YOUR INSTRUCTIONS – In the excerpt on the series characters, who voices Robert Hawkins?

(PAGE EXCERPT begins)

According to series creators, Richie's character was based on Rick Stone, Virgil's best friend in the comics, who is gay. Since Stone's sexual orientation could not be explored within the context of a children's television series at the time of the show's original run, it was never addressed if Foley was gay as well, though series creator Dwayne McDuffie did consider him gay and subtly hinted at such throughout the series.

Robert Hawkins
Robert Hawkins (voiced by Kevin Michael Richardson) is a strict yet caring widowed social worker and head counselor of the Freeman Community Center who served in the Marines and strongly dislikes gangs and the destructive attitudes of most Bang Babies, which motivates him to counteract bad influences on young people. Throughout most of the series, he remains unaware of his son Virgil's actions as Static, whose actions he disapproves of, until he is kidnapped and deduces Virgil's secret identity near the end of the series, but agrees to keep it secret.

Sharon Hawkins
Sharon Hawkins (voiced by Michele Morgan) is Virgil's strong-willed and caring older sister who attends college, but still lives at home, and remains unaware of Virgil's activities as Static throughout the series. Additionally, she volunteers at a hospital and works as counselor at the Freeman Community Center. Despite frequently arguing with Virgil, she still cares for him.

Francis Stone

Francis "F-Stop" Stone (voiced by Danny Cooksey) is a hot-headed and wisecracking bully at Dakota Union High School who was the leader of one of the gangs that took part in the gang war that would later erupt into the "Big Bang", during which he acquired pyrokinetic powers. Taking the name "Hot-Streak", he serves as Static's first rival and maintains this rivalry with him throughout the series due in part to their prior history before the Big Bang.

(PAGE EXCERPT ends)
(RECORD SET begins)

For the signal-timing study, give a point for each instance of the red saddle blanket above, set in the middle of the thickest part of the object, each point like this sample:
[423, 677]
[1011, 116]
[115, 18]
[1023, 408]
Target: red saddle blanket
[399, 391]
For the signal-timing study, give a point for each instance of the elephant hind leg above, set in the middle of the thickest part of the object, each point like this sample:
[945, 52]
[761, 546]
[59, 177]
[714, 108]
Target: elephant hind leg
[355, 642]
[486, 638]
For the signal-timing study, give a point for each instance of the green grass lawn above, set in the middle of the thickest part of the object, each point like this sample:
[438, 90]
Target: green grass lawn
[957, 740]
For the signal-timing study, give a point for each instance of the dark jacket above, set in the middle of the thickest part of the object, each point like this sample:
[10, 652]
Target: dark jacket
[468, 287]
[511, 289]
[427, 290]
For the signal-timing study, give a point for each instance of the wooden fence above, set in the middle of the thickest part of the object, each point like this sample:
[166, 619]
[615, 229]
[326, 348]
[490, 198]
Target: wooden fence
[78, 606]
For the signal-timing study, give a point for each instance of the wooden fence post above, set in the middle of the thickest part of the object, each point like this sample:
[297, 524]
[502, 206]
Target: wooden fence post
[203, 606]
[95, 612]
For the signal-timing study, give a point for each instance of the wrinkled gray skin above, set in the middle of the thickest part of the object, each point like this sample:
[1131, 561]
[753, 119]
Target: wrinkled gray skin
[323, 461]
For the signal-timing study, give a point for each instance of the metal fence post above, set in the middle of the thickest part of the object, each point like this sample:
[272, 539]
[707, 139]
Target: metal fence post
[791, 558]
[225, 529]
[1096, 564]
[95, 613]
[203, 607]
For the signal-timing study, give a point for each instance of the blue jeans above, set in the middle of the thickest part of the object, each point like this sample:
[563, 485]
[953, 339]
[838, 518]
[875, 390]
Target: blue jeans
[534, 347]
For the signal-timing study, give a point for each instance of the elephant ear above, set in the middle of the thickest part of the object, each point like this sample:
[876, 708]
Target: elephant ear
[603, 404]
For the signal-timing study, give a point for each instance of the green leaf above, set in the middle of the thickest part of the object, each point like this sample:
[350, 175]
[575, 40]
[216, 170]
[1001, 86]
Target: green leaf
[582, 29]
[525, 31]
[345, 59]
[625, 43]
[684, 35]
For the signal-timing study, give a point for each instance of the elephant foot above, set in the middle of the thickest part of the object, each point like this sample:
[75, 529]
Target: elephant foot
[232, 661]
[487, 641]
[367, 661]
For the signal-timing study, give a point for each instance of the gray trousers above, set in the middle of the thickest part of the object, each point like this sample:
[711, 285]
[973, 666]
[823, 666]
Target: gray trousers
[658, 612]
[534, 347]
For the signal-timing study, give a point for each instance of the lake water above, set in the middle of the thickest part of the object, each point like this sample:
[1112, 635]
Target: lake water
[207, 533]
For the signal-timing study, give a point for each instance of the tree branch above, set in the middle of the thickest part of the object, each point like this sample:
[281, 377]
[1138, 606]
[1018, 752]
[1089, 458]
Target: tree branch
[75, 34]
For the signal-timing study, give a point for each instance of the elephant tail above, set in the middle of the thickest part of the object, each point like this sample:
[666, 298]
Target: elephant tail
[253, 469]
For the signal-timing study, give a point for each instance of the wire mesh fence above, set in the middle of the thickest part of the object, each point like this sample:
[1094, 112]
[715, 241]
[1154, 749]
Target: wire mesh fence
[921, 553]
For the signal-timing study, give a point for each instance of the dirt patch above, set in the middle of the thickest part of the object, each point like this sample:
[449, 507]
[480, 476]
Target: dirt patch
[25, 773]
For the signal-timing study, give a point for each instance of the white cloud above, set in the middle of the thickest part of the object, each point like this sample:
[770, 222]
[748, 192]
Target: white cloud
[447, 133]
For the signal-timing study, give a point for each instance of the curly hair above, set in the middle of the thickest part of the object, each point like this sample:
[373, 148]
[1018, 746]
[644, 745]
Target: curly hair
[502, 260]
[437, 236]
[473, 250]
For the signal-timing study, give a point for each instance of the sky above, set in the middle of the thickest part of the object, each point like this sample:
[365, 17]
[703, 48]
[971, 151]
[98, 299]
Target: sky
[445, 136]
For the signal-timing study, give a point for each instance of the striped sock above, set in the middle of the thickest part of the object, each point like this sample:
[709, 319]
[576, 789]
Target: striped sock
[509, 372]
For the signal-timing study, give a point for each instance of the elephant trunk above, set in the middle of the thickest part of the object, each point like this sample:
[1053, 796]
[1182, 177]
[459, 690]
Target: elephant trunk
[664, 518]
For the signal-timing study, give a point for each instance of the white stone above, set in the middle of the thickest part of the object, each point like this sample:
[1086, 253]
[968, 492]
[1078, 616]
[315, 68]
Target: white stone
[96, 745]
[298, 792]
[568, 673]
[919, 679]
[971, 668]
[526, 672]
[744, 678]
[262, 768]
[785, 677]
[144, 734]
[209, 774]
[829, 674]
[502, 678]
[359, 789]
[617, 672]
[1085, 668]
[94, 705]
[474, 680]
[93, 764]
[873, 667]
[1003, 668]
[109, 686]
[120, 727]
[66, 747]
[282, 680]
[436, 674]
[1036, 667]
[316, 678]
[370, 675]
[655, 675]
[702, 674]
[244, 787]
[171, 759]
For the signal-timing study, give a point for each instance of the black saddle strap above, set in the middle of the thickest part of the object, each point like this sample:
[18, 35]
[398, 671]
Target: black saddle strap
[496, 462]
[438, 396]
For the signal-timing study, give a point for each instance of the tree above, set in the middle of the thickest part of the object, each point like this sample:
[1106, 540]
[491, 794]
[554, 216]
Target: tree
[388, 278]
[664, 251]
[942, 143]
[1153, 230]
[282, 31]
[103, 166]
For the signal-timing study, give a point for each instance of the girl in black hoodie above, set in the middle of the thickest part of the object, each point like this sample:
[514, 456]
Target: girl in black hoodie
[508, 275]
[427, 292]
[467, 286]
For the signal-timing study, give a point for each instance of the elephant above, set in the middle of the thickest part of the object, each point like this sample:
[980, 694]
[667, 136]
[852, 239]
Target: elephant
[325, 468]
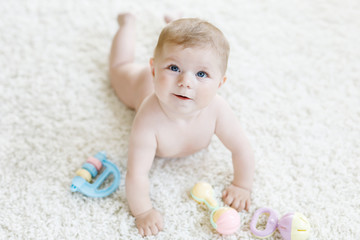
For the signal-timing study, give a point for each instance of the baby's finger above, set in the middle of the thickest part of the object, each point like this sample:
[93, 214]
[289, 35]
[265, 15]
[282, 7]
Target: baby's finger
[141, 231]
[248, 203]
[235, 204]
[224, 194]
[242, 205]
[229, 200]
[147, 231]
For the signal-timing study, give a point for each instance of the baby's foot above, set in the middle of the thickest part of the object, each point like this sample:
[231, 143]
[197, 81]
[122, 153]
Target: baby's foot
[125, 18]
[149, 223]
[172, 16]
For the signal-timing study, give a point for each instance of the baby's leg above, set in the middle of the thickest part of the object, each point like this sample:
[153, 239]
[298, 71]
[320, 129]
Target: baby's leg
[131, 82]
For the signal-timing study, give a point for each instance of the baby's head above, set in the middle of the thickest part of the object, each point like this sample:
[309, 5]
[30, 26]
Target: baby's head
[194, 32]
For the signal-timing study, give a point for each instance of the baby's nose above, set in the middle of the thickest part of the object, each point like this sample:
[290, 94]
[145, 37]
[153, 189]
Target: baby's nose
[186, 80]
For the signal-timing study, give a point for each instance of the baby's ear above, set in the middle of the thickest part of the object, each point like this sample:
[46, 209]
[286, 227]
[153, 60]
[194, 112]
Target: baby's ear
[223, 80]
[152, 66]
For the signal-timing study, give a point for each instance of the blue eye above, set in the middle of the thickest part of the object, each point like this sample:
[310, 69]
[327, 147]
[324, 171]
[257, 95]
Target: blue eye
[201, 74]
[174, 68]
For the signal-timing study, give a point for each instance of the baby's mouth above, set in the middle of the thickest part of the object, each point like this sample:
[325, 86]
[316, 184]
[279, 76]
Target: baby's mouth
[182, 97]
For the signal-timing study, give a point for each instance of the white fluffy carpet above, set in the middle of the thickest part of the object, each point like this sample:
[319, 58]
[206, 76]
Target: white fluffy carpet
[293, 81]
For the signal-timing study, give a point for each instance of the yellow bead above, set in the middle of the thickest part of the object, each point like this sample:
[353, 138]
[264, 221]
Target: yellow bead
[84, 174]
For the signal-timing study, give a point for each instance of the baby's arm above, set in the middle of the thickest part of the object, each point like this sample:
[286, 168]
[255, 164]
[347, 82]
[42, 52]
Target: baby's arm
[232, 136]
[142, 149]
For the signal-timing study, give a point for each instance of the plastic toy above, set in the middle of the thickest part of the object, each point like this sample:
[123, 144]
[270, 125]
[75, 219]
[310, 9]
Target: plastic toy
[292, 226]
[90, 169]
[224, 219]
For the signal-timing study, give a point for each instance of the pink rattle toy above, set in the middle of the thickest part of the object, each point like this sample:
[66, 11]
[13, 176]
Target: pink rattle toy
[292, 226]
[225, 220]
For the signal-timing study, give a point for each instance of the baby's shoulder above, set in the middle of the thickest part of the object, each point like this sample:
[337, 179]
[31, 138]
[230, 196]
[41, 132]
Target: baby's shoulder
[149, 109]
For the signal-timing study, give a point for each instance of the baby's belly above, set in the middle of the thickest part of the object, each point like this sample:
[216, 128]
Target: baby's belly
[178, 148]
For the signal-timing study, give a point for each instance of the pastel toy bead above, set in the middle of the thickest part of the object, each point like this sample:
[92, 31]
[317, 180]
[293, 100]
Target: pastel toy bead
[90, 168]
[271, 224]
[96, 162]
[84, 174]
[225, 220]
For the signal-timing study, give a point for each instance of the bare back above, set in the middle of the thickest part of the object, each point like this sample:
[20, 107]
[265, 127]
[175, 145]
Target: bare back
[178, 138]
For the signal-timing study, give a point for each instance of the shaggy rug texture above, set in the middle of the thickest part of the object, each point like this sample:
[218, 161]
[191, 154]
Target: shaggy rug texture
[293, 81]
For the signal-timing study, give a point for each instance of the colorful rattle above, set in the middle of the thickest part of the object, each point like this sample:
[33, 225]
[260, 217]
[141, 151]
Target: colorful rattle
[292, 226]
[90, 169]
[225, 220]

(RECORD SET ends)
(RECORD SET begins)

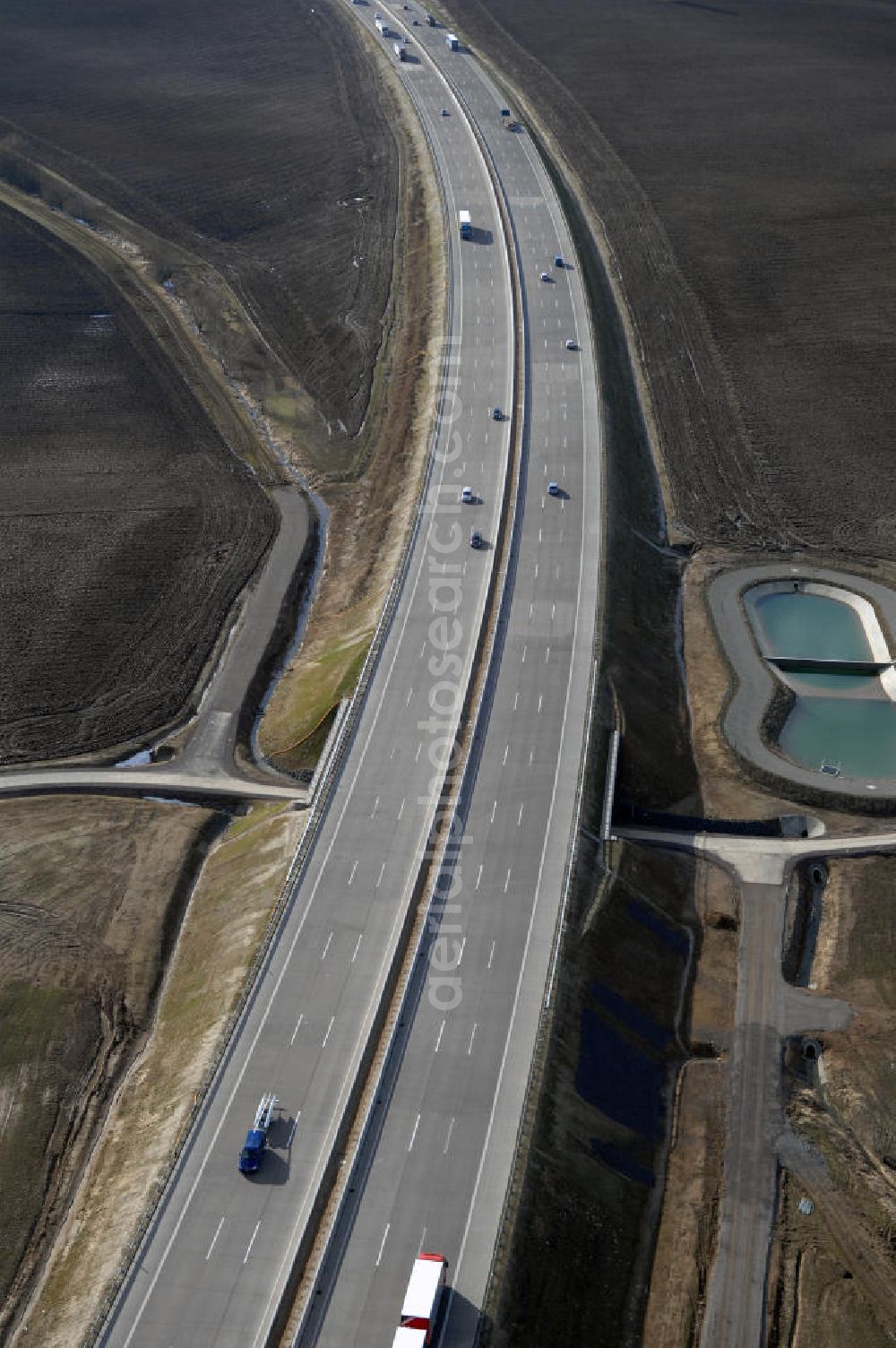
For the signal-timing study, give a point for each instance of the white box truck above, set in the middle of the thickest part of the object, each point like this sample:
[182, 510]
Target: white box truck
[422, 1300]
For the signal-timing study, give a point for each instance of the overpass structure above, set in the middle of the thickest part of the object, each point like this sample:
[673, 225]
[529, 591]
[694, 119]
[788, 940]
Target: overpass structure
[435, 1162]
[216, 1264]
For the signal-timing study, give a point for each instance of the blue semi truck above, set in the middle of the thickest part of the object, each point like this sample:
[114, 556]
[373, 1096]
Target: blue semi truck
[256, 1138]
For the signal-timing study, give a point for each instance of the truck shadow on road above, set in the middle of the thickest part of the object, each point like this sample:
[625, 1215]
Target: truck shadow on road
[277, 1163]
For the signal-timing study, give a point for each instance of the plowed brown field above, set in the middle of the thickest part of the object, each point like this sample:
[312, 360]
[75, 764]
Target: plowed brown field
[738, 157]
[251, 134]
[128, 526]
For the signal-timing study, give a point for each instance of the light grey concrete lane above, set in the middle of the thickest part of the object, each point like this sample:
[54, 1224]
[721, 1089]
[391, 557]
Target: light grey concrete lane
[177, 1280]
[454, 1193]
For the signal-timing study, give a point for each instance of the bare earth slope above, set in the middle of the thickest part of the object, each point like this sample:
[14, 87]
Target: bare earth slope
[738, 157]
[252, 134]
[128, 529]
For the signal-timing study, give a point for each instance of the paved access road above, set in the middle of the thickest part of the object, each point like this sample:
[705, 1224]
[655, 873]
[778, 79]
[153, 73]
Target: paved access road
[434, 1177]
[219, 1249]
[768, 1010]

(RECORD SET ends)

COMPLETED TASK – Kevin Michael Richardson